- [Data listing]
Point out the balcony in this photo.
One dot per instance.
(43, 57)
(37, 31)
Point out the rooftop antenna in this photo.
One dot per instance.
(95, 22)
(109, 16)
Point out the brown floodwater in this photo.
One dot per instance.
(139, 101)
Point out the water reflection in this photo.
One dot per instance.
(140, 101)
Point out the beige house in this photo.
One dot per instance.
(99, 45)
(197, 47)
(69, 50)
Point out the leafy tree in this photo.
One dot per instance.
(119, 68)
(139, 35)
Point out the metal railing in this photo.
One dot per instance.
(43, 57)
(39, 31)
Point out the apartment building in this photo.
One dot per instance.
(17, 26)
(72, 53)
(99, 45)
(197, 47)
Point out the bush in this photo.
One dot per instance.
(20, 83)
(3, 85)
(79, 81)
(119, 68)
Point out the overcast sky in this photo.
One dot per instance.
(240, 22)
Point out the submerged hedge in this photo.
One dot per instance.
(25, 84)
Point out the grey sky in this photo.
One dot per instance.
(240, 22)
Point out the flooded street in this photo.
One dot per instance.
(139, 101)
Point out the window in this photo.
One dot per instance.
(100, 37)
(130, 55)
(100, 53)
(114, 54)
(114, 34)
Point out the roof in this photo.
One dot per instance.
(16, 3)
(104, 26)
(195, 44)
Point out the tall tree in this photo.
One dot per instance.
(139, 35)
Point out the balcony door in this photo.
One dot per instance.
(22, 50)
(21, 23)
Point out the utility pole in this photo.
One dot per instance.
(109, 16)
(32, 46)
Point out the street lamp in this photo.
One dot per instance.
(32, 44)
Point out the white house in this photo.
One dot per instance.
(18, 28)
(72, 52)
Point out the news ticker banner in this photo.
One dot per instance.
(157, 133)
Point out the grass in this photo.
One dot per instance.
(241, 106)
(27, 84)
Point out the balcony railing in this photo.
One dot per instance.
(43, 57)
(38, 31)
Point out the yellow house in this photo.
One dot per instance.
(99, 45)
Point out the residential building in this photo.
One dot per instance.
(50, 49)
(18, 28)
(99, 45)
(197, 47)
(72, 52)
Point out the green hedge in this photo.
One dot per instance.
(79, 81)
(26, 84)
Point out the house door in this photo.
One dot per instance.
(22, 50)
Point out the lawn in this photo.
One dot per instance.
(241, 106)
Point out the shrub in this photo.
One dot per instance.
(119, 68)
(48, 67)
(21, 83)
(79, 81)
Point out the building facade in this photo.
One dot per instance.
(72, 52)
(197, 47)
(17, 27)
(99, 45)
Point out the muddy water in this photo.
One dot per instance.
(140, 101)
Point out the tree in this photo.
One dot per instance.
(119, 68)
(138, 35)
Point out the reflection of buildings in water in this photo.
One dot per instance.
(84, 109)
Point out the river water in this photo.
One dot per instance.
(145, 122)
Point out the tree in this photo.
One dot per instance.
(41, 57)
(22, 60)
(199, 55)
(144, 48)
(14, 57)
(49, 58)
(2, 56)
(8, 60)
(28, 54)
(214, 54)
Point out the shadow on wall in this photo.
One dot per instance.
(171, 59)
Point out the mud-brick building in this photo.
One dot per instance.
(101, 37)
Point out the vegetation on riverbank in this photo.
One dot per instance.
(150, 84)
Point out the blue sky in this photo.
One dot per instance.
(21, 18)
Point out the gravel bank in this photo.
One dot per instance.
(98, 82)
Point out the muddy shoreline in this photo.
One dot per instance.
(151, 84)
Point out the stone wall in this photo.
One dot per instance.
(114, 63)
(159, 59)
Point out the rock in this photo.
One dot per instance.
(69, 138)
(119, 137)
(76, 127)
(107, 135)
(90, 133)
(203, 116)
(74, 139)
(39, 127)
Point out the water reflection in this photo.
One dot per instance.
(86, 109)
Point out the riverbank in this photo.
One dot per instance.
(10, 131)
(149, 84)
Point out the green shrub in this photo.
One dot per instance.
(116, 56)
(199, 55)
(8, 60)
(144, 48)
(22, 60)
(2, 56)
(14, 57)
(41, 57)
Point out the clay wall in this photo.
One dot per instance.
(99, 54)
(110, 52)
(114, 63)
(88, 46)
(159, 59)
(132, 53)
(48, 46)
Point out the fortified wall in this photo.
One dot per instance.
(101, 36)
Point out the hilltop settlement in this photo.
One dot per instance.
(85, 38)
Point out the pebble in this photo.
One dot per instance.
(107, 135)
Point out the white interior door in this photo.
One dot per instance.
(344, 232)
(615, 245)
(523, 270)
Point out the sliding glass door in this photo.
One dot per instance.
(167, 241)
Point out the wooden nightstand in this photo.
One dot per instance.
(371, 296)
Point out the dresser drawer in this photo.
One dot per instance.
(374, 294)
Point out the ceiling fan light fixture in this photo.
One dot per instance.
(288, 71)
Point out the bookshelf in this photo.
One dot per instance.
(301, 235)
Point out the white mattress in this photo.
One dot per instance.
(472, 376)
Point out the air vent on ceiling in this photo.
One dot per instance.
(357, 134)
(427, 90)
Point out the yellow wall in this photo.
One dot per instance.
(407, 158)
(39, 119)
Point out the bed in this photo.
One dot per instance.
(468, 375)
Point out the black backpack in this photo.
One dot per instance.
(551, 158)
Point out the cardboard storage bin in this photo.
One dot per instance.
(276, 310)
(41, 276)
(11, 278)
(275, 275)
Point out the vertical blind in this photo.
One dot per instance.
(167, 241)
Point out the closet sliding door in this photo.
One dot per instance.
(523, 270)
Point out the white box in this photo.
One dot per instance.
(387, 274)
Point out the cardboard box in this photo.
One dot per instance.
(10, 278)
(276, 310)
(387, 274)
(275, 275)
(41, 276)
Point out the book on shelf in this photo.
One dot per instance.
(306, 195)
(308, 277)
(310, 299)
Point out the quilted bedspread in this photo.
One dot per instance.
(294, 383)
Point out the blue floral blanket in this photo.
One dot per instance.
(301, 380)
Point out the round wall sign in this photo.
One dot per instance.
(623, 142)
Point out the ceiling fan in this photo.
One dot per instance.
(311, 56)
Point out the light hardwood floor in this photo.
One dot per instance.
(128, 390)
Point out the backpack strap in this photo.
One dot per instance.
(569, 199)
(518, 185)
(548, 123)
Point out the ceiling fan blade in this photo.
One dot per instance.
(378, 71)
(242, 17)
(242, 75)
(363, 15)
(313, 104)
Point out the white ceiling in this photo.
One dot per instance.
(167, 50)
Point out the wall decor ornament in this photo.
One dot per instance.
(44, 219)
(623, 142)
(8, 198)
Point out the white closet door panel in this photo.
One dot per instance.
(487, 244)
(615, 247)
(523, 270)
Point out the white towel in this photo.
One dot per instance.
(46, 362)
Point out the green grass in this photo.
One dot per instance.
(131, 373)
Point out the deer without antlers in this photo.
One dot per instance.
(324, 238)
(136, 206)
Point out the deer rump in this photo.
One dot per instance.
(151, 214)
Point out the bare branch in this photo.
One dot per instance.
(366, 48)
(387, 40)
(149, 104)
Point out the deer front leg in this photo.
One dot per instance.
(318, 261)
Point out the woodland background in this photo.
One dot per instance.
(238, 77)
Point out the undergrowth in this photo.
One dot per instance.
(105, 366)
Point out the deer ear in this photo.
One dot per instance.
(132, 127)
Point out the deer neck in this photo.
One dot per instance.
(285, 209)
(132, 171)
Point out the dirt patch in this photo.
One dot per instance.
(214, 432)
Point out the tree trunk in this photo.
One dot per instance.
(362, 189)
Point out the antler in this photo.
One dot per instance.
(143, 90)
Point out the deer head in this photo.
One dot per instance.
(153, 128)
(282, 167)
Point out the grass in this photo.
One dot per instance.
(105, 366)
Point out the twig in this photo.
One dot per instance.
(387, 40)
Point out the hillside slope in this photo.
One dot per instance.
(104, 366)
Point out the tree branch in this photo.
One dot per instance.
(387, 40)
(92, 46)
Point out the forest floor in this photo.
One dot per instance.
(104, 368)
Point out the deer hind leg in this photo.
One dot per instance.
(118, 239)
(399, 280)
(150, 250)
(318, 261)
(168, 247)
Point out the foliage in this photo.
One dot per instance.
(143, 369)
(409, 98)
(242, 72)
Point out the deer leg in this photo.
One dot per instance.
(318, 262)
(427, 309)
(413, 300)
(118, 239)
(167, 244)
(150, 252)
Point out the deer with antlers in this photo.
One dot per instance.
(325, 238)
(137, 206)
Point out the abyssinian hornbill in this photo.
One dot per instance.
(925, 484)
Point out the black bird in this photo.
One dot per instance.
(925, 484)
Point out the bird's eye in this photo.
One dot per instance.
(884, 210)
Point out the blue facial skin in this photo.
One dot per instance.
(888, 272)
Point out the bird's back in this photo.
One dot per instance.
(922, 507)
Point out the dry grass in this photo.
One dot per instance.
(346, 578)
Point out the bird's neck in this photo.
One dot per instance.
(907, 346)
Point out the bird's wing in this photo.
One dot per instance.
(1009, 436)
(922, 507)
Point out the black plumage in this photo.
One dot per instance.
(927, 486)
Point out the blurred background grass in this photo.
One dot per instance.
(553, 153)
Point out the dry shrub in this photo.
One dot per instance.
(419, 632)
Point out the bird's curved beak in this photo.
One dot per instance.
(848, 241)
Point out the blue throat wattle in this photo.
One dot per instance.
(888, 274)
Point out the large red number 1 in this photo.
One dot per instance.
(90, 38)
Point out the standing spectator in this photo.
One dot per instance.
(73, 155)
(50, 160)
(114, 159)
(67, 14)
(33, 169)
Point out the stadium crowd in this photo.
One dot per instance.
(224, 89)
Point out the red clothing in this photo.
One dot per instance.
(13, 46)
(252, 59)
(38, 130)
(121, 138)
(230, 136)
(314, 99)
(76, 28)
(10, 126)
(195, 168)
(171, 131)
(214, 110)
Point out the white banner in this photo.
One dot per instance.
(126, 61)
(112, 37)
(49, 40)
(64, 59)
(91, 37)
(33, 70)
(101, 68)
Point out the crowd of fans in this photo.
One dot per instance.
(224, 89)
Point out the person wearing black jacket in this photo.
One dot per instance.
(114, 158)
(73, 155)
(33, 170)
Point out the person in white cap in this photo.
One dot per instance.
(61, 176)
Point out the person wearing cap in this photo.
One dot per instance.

- [Exercise instructions]
Rewrite the data from the line with "Point out the white banner in this photo." through the end of the data, keeping every line. Move each point coordinate by adding 112 to both of its numbers.

- [Answer]
Point out the white banner in this photo.
One dot per instance.
(238, 173)
(224, 149)
(161, 152)
(176, 171)
(203, 149)
(145, 182)
(213, 180)
Point out the crowd of fans in this photo.
One dot per instance.
(336, 201)
Point out the person wearing black jacket in this photo.
One dot per instance.
(226, 270)
(185, 267)
(145, 282)
Point out the person in white cap in this photo.
One dot per instance.
(173, 288)
Point out the person wearing cap in this photo.
One dot per instance.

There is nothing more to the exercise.